═════ Input material

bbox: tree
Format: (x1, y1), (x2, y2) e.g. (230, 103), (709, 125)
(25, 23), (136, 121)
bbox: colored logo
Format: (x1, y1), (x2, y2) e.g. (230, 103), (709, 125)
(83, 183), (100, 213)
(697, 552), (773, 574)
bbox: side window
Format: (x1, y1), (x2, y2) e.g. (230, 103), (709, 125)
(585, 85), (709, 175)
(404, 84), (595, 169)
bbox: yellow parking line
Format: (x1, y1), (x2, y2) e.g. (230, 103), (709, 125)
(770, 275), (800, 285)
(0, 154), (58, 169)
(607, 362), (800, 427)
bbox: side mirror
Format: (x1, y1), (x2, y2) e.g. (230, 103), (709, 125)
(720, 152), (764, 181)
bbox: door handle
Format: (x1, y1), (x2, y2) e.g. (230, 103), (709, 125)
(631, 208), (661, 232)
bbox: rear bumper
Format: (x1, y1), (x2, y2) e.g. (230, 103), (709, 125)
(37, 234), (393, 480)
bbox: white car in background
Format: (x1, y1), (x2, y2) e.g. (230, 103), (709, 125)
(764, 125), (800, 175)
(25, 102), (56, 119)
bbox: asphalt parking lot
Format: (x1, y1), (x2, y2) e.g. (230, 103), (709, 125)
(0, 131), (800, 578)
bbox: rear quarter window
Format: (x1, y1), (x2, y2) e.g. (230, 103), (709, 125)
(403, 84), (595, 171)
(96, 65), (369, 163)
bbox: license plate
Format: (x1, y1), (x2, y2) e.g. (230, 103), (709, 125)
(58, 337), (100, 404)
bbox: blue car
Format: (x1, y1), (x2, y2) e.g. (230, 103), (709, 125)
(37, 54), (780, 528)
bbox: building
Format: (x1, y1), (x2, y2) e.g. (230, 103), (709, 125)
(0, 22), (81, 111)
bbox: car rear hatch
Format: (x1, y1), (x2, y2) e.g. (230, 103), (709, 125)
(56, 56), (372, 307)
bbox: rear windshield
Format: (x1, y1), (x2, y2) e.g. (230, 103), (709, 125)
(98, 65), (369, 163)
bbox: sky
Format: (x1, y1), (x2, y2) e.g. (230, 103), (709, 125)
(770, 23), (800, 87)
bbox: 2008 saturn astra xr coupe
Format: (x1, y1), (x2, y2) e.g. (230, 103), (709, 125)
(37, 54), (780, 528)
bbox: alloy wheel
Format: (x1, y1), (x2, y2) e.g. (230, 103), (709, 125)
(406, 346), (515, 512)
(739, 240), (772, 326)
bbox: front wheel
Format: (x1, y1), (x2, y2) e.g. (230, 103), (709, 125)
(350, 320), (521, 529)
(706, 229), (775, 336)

══════════

### Prompt
Convert the records from the line with "bbox: colored logo" up to and including the line with "(37, 234), (393, 480)" into a JSON list of strings. Each line becomes one string, and blank lines are omitted.

### Expected answer
[
  "bbox: colored logo",
  "Format: (x1, y1), (x2, y2) e.g. (230, 103), (709, 125)",
  "(83, 183), (100, 213)",
  "(697, 552), (773, 574)",
  "bbox: side window",
  "Format: (x1, y1), (x2, y2) e.g. (230, 103), (709, 125)",
  "(585, 85), (709, 175)",
  "(404, 84), (595, 169)",
  "bbox: yellow parking line",
  "Format: (x1, y1), (x2, y2) e.g. (230, 103), (709, 125)",
  "(770, 275), (800, 285)",
  "(0, 154), (58, 169)",
  "(607, 362), (800, 427)",
  "bbox: side mirror",
  "Format: (x1, y1), (x2, y2) e.g. (230, 103), (709, 125)",
  "(720, 152), (764, 181)",
  "bbox: door handle",
  "Format: (x1, y1), (x2, y2) e.g. (230, 103), (709, 125)",
  "(631, 208), (661, 232)",
  "bbox: rear bumper",
  "Format: (x1, y1), (x2, y2) e.g. (230, 103), (709, 125)",
  "(37, 234), (393, 480)"
]